+++ Given records

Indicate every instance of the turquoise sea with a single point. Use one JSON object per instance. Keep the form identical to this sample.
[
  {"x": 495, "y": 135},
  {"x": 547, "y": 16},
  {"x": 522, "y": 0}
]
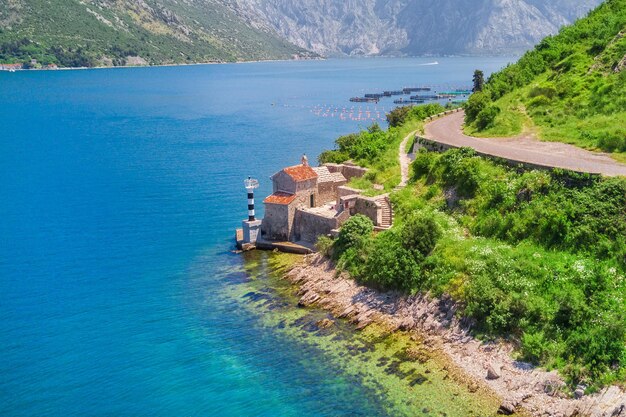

++++++

(Exercise aim):
The records above are to be copied exactly, with no pictures carried over.

(Written response):
Indicate every instance of the turquoise sea with a single point. Use one JSON object per instance. Keep the form identical to this sample.
[
  {"x": 495, "y": 135},
  {"x": 547, "y": 16},
  {"x": 522, "y": 0}
]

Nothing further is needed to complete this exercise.